### Exercise
Below are some entries; can you quote all of them exactly?

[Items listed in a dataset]
::::

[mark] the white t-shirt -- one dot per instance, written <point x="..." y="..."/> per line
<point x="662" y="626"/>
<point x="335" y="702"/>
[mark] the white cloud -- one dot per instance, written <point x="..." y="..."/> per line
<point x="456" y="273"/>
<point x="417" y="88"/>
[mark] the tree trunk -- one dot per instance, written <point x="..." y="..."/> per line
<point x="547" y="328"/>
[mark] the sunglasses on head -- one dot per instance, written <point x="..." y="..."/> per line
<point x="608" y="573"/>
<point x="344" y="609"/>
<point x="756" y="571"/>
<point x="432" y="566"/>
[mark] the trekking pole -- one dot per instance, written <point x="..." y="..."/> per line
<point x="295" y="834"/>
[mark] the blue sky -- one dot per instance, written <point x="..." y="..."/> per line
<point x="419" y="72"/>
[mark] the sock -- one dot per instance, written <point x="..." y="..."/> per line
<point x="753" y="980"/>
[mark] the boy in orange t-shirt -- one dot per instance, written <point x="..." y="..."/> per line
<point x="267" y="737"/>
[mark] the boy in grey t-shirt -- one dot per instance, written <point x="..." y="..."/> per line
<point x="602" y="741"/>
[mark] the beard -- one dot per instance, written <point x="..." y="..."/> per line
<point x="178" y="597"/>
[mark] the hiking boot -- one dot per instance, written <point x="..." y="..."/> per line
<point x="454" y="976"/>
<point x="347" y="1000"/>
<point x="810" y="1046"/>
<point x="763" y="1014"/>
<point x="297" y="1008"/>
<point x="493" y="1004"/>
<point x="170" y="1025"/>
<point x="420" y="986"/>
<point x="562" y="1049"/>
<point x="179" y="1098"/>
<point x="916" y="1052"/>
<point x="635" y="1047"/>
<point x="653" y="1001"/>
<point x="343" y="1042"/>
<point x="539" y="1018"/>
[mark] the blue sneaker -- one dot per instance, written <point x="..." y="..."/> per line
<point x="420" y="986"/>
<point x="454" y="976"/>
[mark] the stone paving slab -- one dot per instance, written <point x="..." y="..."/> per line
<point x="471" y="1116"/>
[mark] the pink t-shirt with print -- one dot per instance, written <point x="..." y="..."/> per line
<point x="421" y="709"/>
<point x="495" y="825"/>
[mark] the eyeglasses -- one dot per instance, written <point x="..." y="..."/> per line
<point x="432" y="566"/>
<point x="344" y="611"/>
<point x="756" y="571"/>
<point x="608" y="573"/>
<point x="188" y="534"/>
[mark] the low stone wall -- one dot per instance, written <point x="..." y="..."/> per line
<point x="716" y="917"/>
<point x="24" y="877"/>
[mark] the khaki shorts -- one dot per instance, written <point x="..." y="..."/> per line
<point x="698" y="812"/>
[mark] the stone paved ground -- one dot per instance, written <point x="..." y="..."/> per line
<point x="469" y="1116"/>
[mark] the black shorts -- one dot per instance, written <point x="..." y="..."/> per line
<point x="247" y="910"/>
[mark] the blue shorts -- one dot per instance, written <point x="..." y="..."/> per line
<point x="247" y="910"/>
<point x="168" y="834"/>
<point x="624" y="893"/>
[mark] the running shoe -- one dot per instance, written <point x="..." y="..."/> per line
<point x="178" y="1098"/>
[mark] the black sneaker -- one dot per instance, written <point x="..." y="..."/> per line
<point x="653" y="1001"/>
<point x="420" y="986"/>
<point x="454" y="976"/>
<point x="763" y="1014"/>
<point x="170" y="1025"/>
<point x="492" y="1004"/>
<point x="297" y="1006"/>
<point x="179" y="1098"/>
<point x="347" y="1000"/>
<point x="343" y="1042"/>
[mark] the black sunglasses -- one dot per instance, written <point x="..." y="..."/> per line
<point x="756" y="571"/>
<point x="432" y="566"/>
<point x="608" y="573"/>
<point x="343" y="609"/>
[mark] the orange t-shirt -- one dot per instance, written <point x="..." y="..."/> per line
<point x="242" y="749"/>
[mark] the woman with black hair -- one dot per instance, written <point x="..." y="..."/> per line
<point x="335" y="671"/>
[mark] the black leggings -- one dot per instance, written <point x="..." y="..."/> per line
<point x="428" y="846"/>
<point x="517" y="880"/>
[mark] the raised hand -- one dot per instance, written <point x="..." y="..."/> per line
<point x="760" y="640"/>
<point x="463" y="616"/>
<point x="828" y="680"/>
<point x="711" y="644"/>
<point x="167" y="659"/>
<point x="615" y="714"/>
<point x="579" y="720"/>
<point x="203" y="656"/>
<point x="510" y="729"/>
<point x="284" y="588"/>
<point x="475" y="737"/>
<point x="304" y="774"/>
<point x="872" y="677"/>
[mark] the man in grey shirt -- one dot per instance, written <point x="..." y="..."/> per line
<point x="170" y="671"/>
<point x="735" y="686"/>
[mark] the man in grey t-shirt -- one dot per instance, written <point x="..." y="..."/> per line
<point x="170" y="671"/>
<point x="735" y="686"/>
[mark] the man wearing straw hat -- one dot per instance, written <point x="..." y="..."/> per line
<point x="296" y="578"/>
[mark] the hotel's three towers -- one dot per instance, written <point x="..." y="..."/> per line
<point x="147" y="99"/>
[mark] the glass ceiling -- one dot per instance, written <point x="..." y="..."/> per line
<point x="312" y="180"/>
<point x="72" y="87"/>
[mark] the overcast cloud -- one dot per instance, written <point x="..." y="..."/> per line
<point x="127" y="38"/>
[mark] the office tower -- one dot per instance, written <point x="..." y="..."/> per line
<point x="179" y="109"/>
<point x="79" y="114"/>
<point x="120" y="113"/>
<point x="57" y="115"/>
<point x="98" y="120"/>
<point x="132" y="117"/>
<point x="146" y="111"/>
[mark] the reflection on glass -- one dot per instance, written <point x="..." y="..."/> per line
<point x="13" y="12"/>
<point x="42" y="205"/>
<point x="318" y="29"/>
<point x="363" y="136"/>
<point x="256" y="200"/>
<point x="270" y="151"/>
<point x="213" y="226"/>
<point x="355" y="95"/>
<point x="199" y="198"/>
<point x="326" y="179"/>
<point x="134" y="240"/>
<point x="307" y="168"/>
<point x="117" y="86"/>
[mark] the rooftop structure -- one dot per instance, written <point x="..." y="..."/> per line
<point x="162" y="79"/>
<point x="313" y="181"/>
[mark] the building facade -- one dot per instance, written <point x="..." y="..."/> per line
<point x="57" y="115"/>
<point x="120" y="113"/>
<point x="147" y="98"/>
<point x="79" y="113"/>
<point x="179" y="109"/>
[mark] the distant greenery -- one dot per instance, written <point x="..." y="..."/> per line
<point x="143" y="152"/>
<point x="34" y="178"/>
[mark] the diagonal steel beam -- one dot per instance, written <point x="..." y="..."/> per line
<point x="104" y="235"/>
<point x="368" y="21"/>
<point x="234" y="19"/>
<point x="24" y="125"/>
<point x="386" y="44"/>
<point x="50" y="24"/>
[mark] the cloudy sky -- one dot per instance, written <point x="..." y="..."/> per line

::::

### Answer in full
[mark] the white t-shirt -- one dot per instance, written <point x="..." y="..."/> per line
<point x="662" y="626"/>
<point x="335" y="702"/>
[mark] the white cloud -- one dot per instance, written <point x="..." y="..."/> per line
<point x="456" y="273"/>
<point x="417" y="88"/>
[mark] the tree trunk -- one dot per instance, written <point x="..." y="..."/> per line
<point x="547" y="328"/>
[mark] the sunglasses on head -- one dot per instance, written <point x="..." y="..."/> per line
<point x="608" y="573"/>
<point x="344" y="609"/>
<point x="756" y="571"/>
<point x="432" y="566"/>
[mark] the trekking pole -- one dot per instance, written <point x="..." y="..."/> per line
<point x="295" y="834"/>
[mark] the blue sky -- one dot per instance, written <point x="..." y="..."/> per line
<point x="419" y="72"/>
[mark] the sock -- one dot per instance, written <point x="..." y="..."/> per line
<point x="753" y="980"/>
[mark] the boy in orange t-shirt -- one dot per instance, written <point x="..." y="..."/> per line
<point x="267" y="737"/>
[mark] the boy in grey t-shirt -- one dot per instance, written <point x="..." y="..."/> per line
<point x="602" y="741"/>
[mark] the beard -- one dot per instance, written <point x="..." y="..."/> per line
<point x="178" y="597"/>
[mark] the hiking boot -- one dot per instance, written <point x="..." y="..."/> per line
<point x="454" y="976"/>
<point x="347" y="1000"/>
<point x="810" y="1046"/>
<point x="763" y="1014"/>
<point x="297" y="1008"/>
<point x="493" y="1004"/>
<point x="170" y="1025"/>
<point x="420" y="986"/>
<point x="562" y="1049"/>
<point x="179" y="1098"/>
<point x="916" y="1052"/>
<point x="635" y="1047"/>
<point x="653" y="1001"/>
<point x="343" y="1042"/>
<point x="539" y="1018"/>
[mark] the blue sneaker -- one dot per instance, written <point x="..." y="..."/> per line
<point x="420" y="986"/>
<point x="454" y="976"/>
[mark] the stone paving slab -- one dot per instance, written <point x="..." y="..."/> per line
<point x="471" y="1116"/>
[mark] the pink t-shirt with print -- one dot per instance, written <point x="..." y="..."/> per line
<point x="421" y="709"/>
<point x="495" y="825"/>
[mark] the eyeglasses -- one dot per instance, written <point x="..." y="..."/> per line
<point x="432" y="566"/>
<point x="344" y="611"/>
<point x="756" y="571"/>
<point x="608" y="573"/>
<point x="188" y="534"/>
[mark] the low stone wall -- one dot per instance, written <point x="..." y="..."/> per line
<point x="716" y="917"/>
<point x="24" y="877"/>
[mark] the khaki shorts -- one dot per instance, written <point x="..." y="..."/> per line
<point x="698" y="812"/>
[mark] the stone paved ground -- one dot per instance, written <point x="..." y="..."/> per line
<point x="469" y="1116"/>
[mark] the black shorts -- one dot per instance, written <point x="..." y="..."/> per line
<point x="247" y="910"/>
[mark] the blue shorts -- one dot per instance, written <point x="..." y="..."/> per line
<point x="247" y="910"/>
<point x="168" y="834"/>
<point x="624" y="893"/>
[mark] the running shoe -- one dot per instance, written <point x="..." y="..."/> per line
<point x="178" y="1098"/>
[mark] the black sneaker -- one dot per instance, written <point x="..." y="..."/> per line
<point x="653" y="1001"/>
<point x="420" y="986"/>
<point x="454" y="976"/>
<point x="763" y="1014"/>
<point x="170" y="1025"/>
<point x="492" y="1004"/>
<point x="297" y="1006"/>
<point x="179" y="1098"/>
<point x="347" y="1000"/>
<point x="343" y="1042"/>
[mark] the black sunglasses -- one dot per instance, written <point x="..." y="..."/> per line
<point x="756" y="571"/>
<point x="432" y="566"/>
<point x="608" y="573"/>
<point x="343" y="609"/>
[mark] the orange t-shirt -- one dot per instance, written <point x="..." y="..."/> per line
<point x="242" y="749"/>
[mark] the woman with black hair -- one dot per instance, written <point x="..." y="..."/> per line
<point x="335" y="671"/>
[mark] the black leggings -- one dot per instance, written <point x="..." y="..."/> per line
<point x="428" y="846"/>
<point x="517" y="880"/>
[mark] the raised hand -- one dot per instance, written <point x="..." y="..."/> per line
<point x="760" y="640"/>
<point x="463" y="616"/>
<point x="828" y="680"/>
<point x="711" y="644"/>
<point x="167" y="659"/>
<point x="615" y="714"/>
<point x="579" y="720"/>
<point x="203" y="656"/>
<point x="510" y="729"/>
<point x="284" y="588"/>
<point x="475" y="737"/>
<point x="304" y="774"/>
<point x="872" y="677"/>
[mark] the man in grey shirt -- one dot per instance, written <point x="..." y="..."/> per line
<point x="170" y="671"/>
<point x="735" y="686"/>
[mark] the man in grey t-shirt -- one dot per instance, written <point x="..." y="..."/> per line
<point x="170" y="671"/>
<point x="735" y="686"/>
[mark] the man wearing straw hat -- one dot per instance, written <point x="..." y="..."/> per line
<point x="296" y="578"/>
[mark] the hotel's three towers -- one dot per instance, written <point x="..." y="..."/> per line
<point x="147" y="99"/>
[mark] the glass ceiling -- one dot per instance, written <point x="..." y="..."/> per line
<point x="312" y="180"/>
<point x="72" y="87"/>
[mark] the overcast cloud -- one dot per instance, written <point x="..." y="..."/> per line
<point x="127" y="38"/>
[mark] the office tower -- one dot per instance, written <point x="..." y="..."/> per line
<point x="179" y="109"/>
<point x="79" y="114"/>
<point x="120" y="113"/>
<point x="57" y="115"/>
<point x="98" y="120"/>
<point x="132" y="117"/>
<point x="146" y="111"/>
[mark] the reflection on glass -- one dot per instance, written <point x="..." y="..."/> per line
<point x="13" y="12"/>
<point x="42" y="205"/>
<point x="318" y="29"/>
<point x="363" y="136"/>
<point x="256" y="200"/>
<point x="270" y="151"/>
<point x="213" y="226"/>
<point x="355" y="95"/>
<point x="199" y="198"/>
<point x="326" y="179"/>
<point x="134" y="240"/>
<point x="307" y="168"/>
<point x="117" y="86"/>
[mark] the rooftop structure -- one dot per instance, written <point x="..." y="..."/> per line
<point x="162" y="79"/>
<point x="313" y="181"/>
[mark] the building facade -- one dot per instance, written <point x="..." y="..."/> per line
<point x="57" y="115"/>
<point x="120" y="113"/>
<point x="147" y="98"/>
<point x="79" y="113"/>
<point x="179" y="109"/>
[mark] the distant greenery -- one dot per instance, written <point x="..." y="..."/> per line
<point x="143" y="152"/>
<point x="34" y="178"/>
[mark] the diagonal steel beam -- one dot per instance, written <point x="..." y="..."/> per line
<point x="104" y="235"/>
<point x="368" y="21"/>
<point x="234" y="19"/>
<point x="24" y="125"/>
<point x="386" y="44"/>
<point x="50" y="24"/>
[mark] the cloudy sky -- one dot per instance, written <point x="..." y="..."/> per line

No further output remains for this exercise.